> [WHAT IS ASKED] Find the line containing "Each instance of the brick" in the material below; copy that line and all following lines exactly.

> [Stored data]
[BEGIN]

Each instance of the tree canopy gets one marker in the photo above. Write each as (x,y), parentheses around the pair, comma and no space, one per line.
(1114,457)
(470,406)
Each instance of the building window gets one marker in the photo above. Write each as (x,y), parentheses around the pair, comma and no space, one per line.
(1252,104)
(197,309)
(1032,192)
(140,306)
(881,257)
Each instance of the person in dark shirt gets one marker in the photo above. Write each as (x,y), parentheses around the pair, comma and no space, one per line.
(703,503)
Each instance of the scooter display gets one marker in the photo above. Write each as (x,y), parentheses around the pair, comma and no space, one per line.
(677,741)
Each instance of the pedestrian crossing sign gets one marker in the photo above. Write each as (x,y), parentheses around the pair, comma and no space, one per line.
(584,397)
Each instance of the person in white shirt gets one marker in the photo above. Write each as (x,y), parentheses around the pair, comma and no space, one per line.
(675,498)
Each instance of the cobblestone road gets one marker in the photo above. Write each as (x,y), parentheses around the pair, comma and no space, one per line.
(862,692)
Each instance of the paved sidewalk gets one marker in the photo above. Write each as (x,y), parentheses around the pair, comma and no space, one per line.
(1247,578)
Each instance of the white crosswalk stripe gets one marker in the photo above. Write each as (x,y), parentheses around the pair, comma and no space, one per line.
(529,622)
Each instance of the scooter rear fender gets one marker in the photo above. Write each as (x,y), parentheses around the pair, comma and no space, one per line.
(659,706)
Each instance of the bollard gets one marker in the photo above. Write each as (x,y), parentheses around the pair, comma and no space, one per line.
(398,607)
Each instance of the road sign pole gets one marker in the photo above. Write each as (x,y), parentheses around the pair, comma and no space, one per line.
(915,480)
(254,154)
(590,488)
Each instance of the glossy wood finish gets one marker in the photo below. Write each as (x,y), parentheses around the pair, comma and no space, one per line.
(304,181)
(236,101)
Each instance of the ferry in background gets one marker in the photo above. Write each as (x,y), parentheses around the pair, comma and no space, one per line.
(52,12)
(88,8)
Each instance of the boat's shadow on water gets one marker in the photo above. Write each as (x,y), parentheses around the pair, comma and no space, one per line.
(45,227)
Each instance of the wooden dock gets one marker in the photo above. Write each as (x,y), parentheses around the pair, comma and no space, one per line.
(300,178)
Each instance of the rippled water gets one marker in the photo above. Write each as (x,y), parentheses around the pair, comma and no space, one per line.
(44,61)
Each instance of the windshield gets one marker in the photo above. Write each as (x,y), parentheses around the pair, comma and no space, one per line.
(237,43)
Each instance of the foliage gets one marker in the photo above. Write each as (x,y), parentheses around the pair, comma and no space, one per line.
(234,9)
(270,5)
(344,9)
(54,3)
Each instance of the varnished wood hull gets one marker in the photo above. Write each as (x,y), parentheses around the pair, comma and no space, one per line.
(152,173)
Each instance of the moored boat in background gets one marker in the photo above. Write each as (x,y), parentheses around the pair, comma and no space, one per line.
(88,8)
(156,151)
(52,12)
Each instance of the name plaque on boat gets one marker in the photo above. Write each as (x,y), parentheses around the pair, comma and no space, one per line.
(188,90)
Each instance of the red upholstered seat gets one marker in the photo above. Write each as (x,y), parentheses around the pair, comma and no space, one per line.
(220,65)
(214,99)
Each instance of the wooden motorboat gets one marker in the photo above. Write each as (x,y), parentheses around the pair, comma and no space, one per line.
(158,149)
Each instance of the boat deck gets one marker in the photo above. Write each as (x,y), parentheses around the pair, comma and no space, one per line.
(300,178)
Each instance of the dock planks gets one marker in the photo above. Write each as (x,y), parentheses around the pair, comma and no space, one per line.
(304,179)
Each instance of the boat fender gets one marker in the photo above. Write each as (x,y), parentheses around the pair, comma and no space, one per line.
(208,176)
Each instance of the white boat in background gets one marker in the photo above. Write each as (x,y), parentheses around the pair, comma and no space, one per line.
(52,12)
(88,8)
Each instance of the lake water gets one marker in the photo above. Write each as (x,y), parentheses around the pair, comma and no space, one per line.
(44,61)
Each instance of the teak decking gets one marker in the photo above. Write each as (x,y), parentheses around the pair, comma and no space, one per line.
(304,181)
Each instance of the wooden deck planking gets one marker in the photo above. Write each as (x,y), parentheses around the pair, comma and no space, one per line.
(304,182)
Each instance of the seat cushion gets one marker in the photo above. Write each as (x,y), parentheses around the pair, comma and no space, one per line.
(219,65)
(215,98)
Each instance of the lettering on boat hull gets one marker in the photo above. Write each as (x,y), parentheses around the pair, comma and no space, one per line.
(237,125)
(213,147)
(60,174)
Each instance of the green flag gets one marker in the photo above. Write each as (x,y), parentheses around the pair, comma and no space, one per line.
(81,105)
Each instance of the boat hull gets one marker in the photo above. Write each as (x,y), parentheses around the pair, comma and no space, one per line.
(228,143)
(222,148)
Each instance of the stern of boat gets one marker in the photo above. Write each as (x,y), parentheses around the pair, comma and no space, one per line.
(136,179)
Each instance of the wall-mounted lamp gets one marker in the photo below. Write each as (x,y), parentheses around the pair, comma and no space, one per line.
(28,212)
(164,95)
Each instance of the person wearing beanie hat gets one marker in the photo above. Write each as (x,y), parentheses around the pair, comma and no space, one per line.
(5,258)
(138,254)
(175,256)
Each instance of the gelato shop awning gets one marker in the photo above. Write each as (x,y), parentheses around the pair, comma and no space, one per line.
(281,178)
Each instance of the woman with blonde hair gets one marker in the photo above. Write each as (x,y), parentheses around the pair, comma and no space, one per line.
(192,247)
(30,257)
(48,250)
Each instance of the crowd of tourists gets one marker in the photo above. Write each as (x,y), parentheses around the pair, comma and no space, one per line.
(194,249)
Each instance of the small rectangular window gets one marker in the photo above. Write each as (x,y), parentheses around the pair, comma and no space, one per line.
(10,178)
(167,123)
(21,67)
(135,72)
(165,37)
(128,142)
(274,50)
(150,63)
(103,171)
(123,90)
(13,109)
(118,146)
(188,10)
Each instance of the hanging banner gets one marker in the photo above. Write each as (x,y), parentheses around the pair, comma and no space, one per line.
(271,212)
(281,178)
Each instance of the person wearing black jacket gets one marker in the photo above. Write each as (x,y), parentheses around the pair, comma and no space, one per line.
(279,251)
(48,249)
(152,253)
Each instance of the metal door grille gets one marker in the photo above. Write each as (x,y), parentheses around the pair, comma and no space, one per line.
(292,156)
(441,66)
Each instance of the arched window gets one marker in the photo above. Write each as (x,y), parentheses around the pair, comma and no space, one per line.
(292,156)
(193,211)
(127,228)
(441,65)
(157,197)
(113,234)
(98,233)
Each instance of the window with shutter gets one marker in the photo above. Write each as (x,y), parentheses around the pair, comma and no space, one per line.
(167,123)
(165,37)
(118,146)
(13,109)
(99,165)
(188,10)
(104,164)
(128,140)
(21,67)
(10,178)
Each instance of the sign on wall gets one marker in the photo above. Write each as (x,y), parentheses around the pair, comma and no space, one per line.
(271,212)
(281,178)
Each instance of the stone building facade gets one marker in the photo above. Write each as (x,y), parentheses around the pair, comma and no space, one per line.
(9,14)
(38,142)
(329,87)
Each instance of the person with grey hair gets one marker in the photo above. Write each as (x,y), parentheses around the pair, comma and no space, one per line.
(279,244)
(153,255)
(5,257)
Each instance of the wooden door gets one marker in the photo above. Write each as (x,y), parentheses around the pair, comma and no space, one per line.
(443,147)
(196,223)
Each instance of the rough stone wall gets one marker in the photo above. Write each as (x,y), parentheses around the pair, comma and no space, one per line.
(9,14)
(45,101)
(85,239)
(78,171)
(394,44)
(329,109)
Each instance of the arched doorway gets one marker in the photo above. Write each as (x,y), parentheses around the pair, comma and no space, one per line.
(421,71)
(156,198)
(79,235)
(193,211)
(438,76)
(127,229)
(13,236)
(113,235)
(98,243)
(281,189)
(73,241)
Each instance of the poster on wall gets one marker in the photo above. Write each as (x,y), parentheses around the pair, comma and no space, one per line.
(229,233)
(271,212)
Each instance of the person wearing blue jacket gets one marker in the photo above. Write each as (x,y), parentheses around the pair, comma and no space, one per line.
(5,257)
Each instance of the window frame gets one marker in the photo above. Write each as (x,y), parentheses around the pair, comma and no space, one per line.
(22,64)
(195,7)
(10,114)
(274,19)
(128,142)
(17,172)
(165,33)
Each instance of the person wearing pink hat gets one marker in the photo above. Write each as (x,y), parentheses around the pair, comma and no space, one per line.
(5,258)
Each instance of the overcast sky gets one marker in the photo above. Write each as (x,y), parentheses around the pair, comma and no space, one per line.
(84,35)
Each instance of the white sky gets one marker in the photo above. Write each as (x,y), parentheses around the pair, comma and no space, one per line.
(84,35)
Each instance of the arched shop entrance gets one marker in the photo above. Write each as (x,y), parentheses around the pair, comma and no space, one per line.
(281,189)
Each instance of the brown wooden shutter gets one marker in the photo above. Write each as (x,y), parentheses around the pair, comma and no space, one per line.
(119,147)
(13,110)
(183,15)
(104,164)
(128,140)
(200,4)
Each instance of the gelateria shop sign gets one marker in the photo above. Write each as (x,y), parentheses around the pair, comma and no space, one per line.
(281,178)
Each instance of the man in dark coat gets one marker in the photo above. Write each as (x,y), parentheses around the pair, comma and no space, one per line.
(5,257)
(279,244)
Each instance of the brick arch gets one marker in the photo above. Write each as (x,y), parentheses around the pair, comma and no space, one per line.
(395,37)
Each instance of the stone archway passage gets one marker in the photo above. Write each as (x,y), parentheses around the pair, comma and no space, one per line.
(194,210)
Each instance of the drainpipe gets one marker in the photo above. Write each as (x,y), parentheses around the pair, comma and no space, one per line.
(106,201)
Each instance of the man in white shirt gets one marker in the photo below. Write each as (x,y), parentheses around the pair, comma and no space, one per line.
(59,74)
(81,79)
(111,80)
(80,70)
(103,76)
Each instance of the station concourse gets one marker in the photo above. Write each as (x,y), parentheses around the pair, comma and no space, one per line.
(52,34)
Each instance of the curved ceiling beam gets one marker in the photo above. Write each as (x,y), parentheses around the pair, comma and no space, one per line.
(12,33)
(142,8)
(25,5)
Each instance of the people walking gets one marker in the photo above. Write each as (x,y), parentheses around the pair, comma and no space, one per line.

[END]

> [RESULT OF THIS TASK]
Each instance of the brick arch gets one marker in the photo above. Write each as (x,y), parentheses around the pair, comma and no space, one per line.
(395,37)
Each instance of the stone archway passage gets one marker in the photo above. Write each as (x,y), parentheses around the pair, comma and no space, one per line.
(194,210)
Each instance of the drainpipe gets one marker in the photo above. Write each as (x,y), parentheses around the pair, comma and no space, one per line.
(106,201)
Each instance of the man in white shirt gets one marker in the photo below. Write each as (x,y), parentheses around the pair, comma and no space, one per line.
(59,74)
(81,79)
(111,80)
(80,70)
(103,76)
Each instance of the station concourse gets one marker in the photo above. Write each as (x,y), parentheses around the pair, comma and no space, one per line.
(52,34)
Each instance of the curved ceiling beam gets one marker in the photo above. Write each as (x,y), parentheses around the pair, comma and no space, one per line.
(12,33)
(142,8)
(25,5)
Each instance of the people walking gets one marker in the photo above. Write each as (x,y), parentheses around the pair, comma and no space, one per line.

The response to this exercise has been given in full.